# Brano
Quest'ultima azione è in dipendenza da un aumento del Ca++ nel citosol, a sua volta correlato a un'attivazione del ciclo dei fosfoinositidi; come avviene sempre in questi casi il Ca++ proviene in un primo tempo dai depositi intracellulari (R.E. in particolare, mitocondri), in un secondo tempo dall'esterno. È verosimile che in condizioni fisiologiche il TxA2 intervenga essenzialmente nell'aggregazione piastrinica lasciando a un complesso di altri fattori il compito di regolare il tono delle muscolature lisce; tra questi fattori dovrebbero esser presi in considerazione particolarmente i leucotrieni.

All'interno delle piastrine il TxA2 stimola l'attività GTP-asica che porta alla formazione di una Gi−proteina; quest'ultima, a sua volta, blocca l'adenilciclasi stimolando d'altra parte la fosfolipasi C e quindi l'ingresso di Ca++. Com'è stato già in precedenza accennato le piastrine attivate iniziano a loro volta a produrre dell'altro TxA2, a livello dei microsomi, e il processo di aggregazione risulta pertanto amplificato e prolungato.

In condizioni patologiche è stata segnalata la comparsa di TxA2 soprattutto a livello renale, in casi di LES (Lupus Eritematoso Sistemico), di ostruzione ureterale (spontanea o sperimentale), di rigetto dei trapianti. Resta da accertare quanto del TxA2 presente derivi dalle cellule renali e quanto dai PMN (polimorfonucleati neutrofili) accorsi nel tessuto danneggiato.

È probabile che in condizioni di grave danno renale, e quindi di iperproduzione di TxA2, si manifesti anche l'azione contratturante di questa sostanza, in questo caso sulle cellule mesangiali; da ciò una modificazione del circolo glomerulare. L'effetto contrattile si caratterizza per la sequenza di fenomeni descritta a proposito della muscolatura liscia, con aumento cioè del Ca++ citosolico da attivazione del ciclo dei fosfoinositidi. Questo fatto non deve stupire in quanto la contrazione delle cellule mesangiali dipende dalla presenza nel loro citosol di un apparato contrattile costituito da actina e miosina.

# Attività
- 1) Perché, secondo il brano sul TxA2, l'effetto contrattile sulle cellule mesangiali non deve stupire?
- 2) Trascrivi dal brano tutto ciò che va da "È probabile che" giù fino a "actina e miosina.".

# I dati
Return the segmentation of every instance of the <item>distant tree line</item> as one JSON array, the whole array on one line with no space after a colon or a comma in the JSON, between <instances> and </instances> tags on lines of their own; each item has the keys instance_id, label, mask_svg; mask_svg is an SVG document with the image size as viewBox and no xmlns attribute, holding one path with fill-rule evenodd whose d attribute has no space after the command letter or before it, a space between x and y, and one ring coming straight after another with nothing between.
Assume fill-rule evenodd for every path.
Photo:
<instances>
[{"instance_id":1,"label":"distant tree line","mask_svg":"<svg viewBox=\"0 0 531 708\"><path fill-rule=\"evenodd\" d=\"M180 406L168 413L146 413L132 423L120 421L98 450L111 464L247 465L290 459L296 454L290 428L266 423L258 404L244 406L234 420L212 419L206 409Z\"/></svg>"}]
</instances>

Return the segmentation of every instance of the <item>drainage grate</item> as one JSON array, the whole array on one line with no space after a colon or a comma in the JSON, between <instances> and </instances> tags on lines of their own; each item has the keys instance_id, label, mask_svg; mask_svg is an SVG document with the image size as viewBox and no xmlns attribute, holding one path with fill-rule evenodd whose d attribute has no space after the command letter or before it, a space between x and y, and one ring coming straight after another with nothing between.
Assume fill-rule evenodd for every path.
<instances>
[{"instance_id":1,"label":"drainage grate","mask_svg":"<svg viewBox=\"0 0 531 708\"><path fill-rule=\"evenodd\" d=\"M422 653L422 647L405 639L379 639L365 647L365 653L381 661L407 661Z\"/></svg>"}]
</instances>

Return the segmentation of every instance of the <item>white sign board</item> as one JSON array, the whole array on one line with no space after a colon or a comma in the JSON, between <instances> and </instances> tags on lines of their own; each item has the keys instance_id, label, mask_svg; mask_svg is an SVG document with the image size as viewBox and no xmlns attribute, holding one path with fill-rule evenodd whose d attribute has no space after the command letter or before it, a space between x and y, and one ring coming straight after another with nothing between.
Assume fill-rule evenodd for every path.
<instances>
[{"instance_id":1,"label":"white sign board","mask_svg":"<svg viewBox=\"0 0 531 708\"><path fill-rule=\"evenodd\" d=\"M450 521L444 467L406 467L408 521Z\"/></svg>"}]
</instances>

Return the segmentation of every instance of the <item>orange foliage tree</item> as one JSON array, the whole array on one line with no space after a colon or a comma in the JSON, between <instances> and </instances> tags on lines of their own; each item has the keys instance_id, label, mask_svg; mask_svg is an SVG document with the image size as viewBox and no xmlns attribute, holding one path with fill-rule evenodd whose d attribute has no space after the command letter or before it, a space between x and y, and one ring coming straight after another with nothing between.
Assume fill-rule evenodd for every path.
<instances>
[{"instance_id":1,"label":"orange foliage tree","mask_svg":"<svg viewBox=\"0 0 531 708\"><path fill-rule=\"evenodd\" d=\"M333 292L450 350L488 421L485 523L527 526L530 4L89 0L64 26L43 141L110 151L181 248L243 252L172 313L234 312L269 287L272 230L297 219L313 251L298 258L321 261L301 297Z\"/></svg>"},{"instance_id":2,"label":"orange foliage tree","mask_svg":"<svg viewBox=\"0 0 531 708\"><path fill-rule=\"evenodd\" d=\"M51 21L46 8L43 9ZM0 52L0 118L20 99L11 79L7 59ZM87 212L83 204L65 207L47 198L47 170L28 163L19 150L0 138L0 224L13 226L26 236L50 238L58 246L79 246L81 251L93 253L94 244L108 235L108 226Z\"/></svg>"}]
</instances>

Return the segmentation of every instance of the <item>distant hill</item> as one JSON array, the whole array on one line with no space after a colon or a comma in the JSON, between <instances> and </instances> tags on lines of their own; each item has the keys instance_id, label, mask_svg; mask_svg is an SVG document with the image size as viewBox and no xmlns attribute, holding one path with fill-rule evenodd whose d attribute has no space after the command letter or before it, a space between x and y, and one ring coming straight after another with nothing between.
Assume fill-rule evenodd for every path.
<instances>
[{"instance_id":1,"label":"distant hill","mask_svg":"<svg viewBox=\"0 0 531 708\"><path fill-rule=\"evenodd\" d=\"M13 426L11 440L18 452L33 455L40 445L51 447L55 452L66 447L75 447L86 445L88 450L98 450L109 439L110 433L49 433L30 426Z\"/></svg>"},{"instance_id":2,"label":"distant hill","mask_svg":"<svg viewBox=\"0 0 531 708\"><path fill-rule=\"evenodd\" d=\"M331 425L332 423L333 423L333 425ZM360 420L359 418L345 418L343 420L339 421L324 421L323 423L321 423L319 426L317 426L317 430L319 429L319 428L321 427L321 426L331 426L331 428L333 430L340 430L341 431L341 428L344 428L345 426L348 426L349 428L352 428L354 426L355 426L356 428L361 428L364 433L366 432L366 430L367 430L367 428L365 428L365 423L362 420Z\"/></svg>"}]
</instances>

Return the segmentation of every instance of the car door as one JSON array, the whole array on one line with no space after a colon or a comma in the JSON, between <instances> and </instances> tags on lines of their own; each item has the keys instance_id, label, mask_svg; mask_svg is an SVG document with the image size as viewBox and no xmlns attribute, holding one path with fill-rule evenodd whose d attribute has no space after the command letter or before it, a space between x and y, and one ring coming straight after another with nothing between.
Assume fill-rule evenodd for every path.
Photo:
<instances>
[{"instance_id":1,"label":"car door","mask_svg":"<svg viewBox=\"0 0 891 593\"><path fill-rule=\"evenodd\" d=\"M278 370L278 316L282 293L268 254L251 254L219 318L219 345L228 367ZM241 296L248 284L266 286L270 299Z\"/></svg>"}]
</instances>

# Risultati
- 1) Non deve stupire perché la contrazione delle cellule mesangiali dipende dalla presenza nel loro citosol di un apparato contrattile costituito da actina e miosina.

- 2)
È probabile che in condizioni di grave danno renale, e quindi di iperproduzione di TxA2, si manifesti anche l'azione contratturante di questa sostanza, in questo caso sulle cellule mesangiali; da ciò una modificazione del circolo glomerulare. L'effetto contrattile si caratterizza per la sequenza di fenomeni descritta a proposito della muscolatura liscia, con aumento cioè del Ca++ citosolico da attivazione del ciclo dei fosfoinositidi. Questo fatto non deve stupire in quanto la contrazione delle cellule mesangiali dipende dalla presenza nel loro citosol di un apparato contrattile costituito da actina e miosina.